REQUEST:
Return the whole listing, keeping every character the same.
## BEGIN DATA FOR PROCESSING
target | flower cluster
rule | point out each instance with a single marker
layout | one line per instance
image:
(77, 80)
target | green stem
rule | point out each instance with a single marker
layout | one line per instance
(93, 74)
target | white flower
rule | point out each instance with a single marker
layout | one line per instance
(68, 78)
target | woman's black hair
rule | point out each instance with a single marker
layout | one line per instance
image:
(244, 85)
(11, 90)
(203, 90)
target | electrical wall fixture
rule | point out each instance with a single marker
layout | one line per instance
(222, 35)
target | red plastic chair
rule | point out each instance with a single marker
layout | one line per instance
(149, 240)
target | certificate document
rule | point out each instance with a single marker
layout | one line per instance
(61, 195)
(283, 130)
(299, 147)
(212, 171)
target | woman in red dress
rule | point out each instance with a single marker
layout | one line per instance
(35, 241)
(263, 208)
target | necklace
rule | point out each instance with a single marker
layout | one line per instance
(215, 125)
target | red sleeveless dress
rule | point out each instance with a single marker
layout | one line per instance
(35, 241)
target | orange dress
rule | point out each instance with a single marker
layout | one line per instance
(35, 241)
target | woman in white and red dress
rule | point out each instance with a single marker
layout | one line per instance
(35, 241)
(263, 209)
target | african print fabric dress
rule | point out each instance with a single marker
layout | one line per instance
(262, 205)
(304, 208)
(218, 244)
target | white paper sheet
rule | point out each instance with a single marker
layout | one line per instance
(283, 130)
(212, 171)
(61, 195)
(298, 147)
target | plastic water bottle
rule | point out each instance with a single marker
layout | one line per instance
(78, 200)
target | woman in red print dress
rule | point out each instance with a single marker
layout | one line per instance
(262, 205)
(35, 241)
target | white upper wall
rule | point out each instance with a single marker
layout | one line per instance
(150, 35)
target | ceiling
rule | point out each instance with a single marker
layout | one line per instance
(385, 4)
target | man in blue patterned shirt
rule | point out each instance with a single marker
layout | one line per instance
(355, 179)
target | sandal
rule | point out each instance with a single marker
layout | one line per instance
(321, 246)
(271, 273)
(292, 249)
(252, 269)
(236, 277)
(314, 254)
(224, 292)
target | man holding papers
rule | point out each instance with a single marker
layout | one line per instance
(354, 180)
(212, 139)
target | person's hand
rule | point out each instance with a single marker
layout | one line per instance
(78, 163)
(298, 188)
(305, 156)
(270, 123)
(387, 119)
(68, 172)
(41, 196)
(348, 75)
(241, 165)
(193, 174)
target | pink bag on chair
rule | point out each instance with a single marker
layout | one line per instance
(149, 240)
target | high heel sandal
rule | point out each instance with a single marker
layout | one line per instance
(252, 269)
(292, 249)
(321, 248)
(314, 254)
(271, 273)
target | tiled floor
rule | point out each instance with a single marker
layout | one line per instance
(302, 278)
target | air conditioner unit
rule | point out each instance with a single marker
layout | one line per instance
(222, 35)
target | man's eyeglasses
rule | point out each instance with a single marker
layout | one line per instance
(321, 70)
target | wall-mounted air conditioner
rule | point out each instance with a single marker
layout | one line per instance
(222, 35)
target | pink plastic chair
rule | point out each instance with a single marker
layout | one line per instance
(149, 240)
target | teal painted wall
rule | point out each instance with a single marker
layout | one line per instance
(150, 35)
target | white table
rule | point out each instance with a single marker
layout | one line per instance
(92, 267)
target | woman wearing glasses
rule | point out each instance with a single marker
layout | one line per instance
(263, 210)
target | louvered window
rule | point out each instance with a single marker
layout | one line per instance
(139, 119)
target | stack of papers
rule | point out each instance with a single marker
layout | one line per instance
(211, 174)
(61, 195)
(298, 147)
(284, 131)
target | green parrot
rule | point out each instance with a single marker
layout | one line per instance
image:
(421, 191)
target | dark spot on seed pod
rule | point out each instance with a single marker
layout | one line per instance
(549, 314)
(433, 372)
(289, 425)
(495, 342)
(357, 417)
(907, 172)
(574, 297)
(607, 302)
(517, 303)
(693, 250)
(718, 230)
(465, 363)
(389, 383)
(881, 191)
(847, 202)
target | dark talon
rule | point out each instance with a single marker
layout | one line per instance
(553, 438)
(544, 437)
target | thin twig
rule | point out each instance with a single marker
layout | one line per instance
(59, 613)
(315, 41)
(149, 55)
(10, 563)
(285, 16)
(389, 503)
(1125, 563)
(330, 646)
## END DATA FOR PROCESSING
SOLUTION:
target | flower cluster
rule | point out each instance with a single marker
layout | one line per instance
image:
(77, 80)
target | green stem
rule | point out each instance with a single marker
layout | one line per instance
(93, 74)
target | white flower
rule | point out each instance with a single marker
layout | one line per instance
(68, 78)
target | woman's black hair
rule | point out each instance with a single marker
layout | one line per instance
image:
(244, 85)
(11, 90)
(203, 90)
target | electrical wall fixture
rule | point out each instance with a single marker
layout | one line per instance
(222, 35)
target | red plastic chair
rule | point out each instance with a single marker
layout | one line per instance
(149, 240)
target | certificate document
rule | point out each instance with a single marker
layout | one line per instance
(61, 195)
(283, 130)
(299, 147)
(212, 171)
target | woman in red dress
rule | point out each instance with a single marker
layout | one line per instance
(35, 241)
(263, 208)
target | necklace
rule | point out each instance with a single marker
layout | one line per instance
(215, 125)
target | red sleeveless dress
rule | point out each instance with a single marker
layout | one line per instance
(35, 241)
target | orange dress
rule | point out each instance with a single marker
layout | one line per instance
(35, 241)
target | woman in white and red dress
rule | point out each instance with a single marker
layout | one line per instance
(35, 241)
(263, 209)
target | african print fabric dress
rule | point out each instance with a single marker
layout | one line per instance
(262, 205)
(304, 208)
(218, 244)
target | white paper sheet
rule | point out each instance with a single marker
layout | one line per instance
(283, 130)
(212, 171)
(61, 195)
(298, 147)
target | plastic water bottle
rule | point out each instance with a single marker
layout | one line per instance
(78, 200)
target | woman in red print dress
rule | point out each instance with a single marker
layout | one line per instance
(262, 205)
(35, 241)
target | white upper wall
rule | point out each instance with a single marker
layout | one line per instance
(150, 35)
target | ceiling
rule | point out each instance with a single marker
layout | one line per instance
(385, 4)
target | man in blue patterned shirt
rule | point out each instance with a single marker
layout | one line per instance
(355, 179)
target | sandal
rule | point out each instance with a single marker
layout | one line per instance
(321, 246)
(271, 273)
(292, 249)
(252, 269)
(236, 277)
(314, 254)
(224, 292)
target | man holding papers
rule | point out each instance with a single marker
layout | one line per instance
(354, 180)
(212, 139)
target | person's hand
rule | point out each instance with a single marker
layout | one line per instance
(78, 163)
(298, 188)
(305, 156)
(270, 123)
(387, 119)
(68, 172)
(41, 196)
(348, 75)
(241, 165)
(193, 174)
target | pink bag on chair
rule | point out each instance with a single marker
layout | one line per instance
(149, 240)
target | high heel sandal
rule | point out each instance with a single marker
layout | one line per instance
(252, 269)
(292, 249)
(321, 248)
(314, 254)
(271, 273)
target | tiled floor
rule | point out each instance with a single marker
layout | one line per instance
(302, 278)
target | air conditioner unit
rule | point out each instance with a single marker
layout | one line per instance
(222, 35)
target | man's eyeglasses
rule | point out each instance with a single marker
layout | one line per instance
(321, 70)
target | wall-mounted air conditioner
rule | point out each instance with a single marker
layout | one line per instance
(222, 35)
target | pink plastic chair
rule | point out each instance with a single marker
layout | one line per instance
(149, 240)
target | teal painted wall
rule | point out each instance with a single marker
layout | one line per instance
(150, 35)
target | white table
rule | point out each instance with a single marker
layout | one line per instance
(92, 267)
target | woman wearing glasses
rule | point out each instance with a single marker
layout | one line per instance
(263, 210)
target | louvered window
rule | point out each instance with a single marker
layout | one line per instance
(139, 119)
target | stack of papers
rule | point out each instance with a single marker
layout | one line per instance
(211, 174)
(61, 195)
(298, 147)
(284, 131)
target | green parrot
rule | point out each instance with a single marker
layout | one line per instance
image:
(421, 191)
target | dark spot on seed pod
rule | point out each instance with a single marker
layout | one line per instance
(549, 314)
(433, 372)
(289, 425)
(495, 342)
(357, 417)
(907, 172)
(574, 297)
(607, 302)
(517, 303)
(693, 250)
(718, 230)
(465, 363)
(389, 383)
(881, 191)
(847, 202)
target | dark talon
rule | point out each instance with a single marker
layout | one line per instance
(553, 438)
(544, 437)
target | thin twig
rule | point out each instance with a single marker
layout | one line per instance
(59, 613)
(315, 41)
(149, 55)
(10, 563)
(285, 16)
(389, 503)
(1125, 563)
(330, 646)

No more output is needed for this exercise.